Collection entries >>
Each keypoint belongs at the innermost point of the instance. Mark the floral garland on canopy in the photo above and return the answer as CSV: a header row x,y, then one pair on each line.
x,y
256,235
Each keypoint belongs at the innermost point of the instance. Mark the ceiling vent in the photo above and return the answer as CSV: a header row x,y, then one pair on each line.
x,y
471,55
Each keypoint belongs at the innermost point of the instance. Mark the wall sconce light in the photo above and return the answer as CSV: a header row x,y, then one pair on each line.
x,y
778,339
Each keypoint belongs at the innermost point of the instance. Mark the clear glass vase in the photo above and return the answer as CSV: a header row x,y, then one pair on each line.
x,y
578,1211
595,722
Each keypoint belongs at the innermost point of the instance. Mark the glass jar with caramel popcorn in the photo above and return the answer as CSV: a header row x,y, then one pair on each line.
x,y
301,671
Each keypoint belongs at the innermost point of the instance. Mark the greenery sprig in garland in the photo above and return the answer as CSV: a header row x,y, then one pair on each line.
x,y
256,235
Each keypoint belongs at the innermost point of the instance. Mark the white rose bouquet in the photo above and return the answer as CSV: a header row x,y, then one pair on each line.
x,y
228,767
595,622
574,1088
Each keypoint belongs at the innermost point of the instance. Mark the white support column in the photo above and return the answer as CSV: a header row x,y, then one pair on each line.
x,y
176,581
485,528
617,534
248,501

INSTRUCTIONS TO FOLLOW >> The data must be output in full, exactly as given.

WRITTEN ANSWER >>
Each keypoint belongs at the innermost point of the instance. Mark the floral garland on canopy in the photo above and return the answer as CSV: a header row x,y, then one pair on each line.
x,y
256,235
Each keypoint belongs at the innermost point of the instance. Mark the ceiling vent in the photo above and return the answer as CSV: a header row x,y, then one pair on each line.
x,y
471,55
Each keypoint belongs at the innermost point of the instance. Mark the wall sconce light in the photo above and return the answer as CSV: a header row x,y, then one pair on each line.
x,y
778,339
Each keypoint belongs at the innermost point of the instance. Mark the clear glass vase in the photo above and return the answer as CSV: a header row x,y, then one pair on each line.
x,y
578,1211
595,722
Each keypoint belongs at the innermost point of the instance. Mark the glass jar with caramel popcorn in the photo above and return the answer as CSV: a header row x,y, then one pair on each line.
x,y
301,671
Each keypoint belongs at the innermost point of the instance. Mark the greenery sprig in garland in the photo above and return the answer as CSV: a header row x,y, then one pair on each line.
x,y
256,235
Each keypoint belongs at the innermost point of the instance. Mark the white rose bouquet in the photo above and return the answer as CSV: a header row x,y, then one pair on each line.
x,y
228,767
595,622
574,1088
Each keypoint belongs at the innermost point of the instance. Mark the white support column in the photo above and return the answer as CSV: a header row x,y, then one pair on each line.
x,y
176,581
485,528
617,534
248,501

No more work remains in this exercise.